Aim of the exercise:
Please copy every line of text from the material below, word for word, and leave out the pictures.

━━━━━ Exercise input

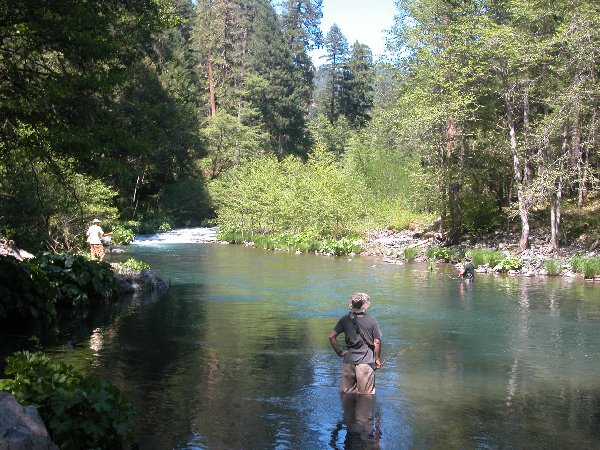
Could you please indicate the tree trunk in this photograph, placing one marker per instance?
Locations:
(555, 198)
(523, 211)
(211, 87)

━━━━━━━━━━

Answer to the problem:
Could you please indicate the tree trunk in this photograph, placing one marker per instance?
Locations:
(555, 198)
(523, 211)
(211, 87)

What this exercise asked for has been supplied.